→ **WRITTEN REQUEST**
From the data compression notes below, reproduce word for word the passage that begins with the words "The problem: How" and stops after the words "(not always text!)".

→ **DOCUMENT PASSAGE**

· · ·

Skip to content

Module 10: Data Compression

Background

Data Compression Introduction

The problem: How to store and transmit data efficiently?

  • Source text: The original data, string \(S\) of characters from the source alphabet \(\Sigma_S\)
  • Coded text: The encoded data, string \(C\) of characters from the code alphabet \(\Sigma_C\)
  • Encoding: An algorithm mapping source texts to coded texts
  • Decoding: An algorithm mapping coded texts back to their original source text
\[ S \xrightarrow{\text{encode}} C \xrightarrow{\text{transmit}} C \xrightarrow{\text{decode}} S \]
  • Source "text" can be any sort of data (not always text!)
  • The code alphabet \(\Sigma_C\) is usually \(\{0, 1\}\).
  • We consider here only lossless compression: Can recover \(S\) from \(C\) without error.

Judging Encoding Schemes

Main objective: Minimize the size of the coded text by measuring the compression ratio:

\[ \frac{|C| \cdot \log |\Sigma_C|}{|S| \cdot \log |\Sigma_S|} \]

Examples

  • \(73 = (73)_{10} \to (1001001)_{2}\)

    Compression ratio: \(\frac{7 \cdot \log 2}{2 \cdot \log 10} \approx 1.05\)

  • \(127 = (127)_{10} \to (7F)_{16}\)

    Compression ratio: \(\frac{2 \cdot \log 16}{3 \cdot \log 10} \approx 0.8\)

Efficiency

  • Encoding/decoding requires time \(\Omega(|S| + |C|)\), sometimes more.

Other goals (not covered here)

  • Reliability (e.g., error-correcting codes)
  • Security (e.g., encryption)

· · ·

→ **DATA EXCERPT**
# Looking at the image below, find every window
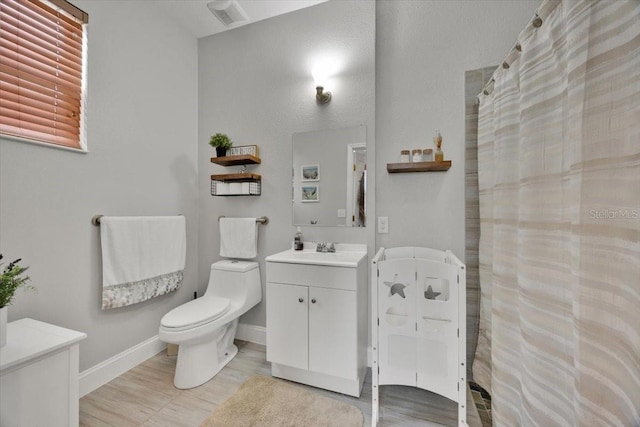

· · ·

→ **EXERCISE RESULT**
The problem: How to store and transmit data efficiently?

  • Source text: The original data, string \(S\) of characters from the source alphabet \(\Sigma_S\)
  • Coded text: The encoded data, string \(C\) of characters from the code alphabet \(\Sigma_C\)
  • Encoding: An algorithm mapping source texts to coded texts
  • Decoding: An algorithm mapping coded texts back to their original source text
\[ S \xrightarrow{\text{encode}} C \xrightarrow{\text{transmit}} C \xrightarrow{\text{decode}} S \]
  • Source "text" can be any sort of data (not always text!)